Problem statement
Reproduce every one of the lines below without changing a character, but leave the pictures out.

-- START --

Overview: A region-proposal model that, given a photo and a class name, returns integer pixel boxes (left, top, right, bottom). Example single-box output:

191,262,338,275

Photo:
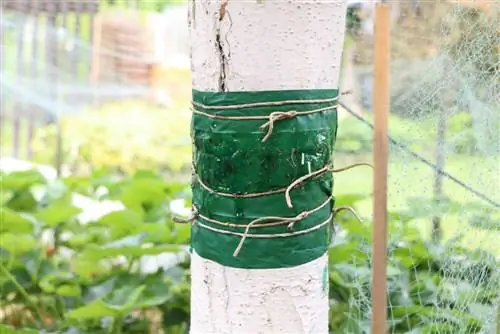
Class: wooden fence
0,0,99,159
0,0,156,164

-- END --

Result below
Overview: A region-proposal model that, given a photo and a class name, returns integer pixel boxes (left, top, right, bottom). Example single-box output:

191,262,338,275

Photo:
Class: wooden fence
0,0,99,159
0,0,156,164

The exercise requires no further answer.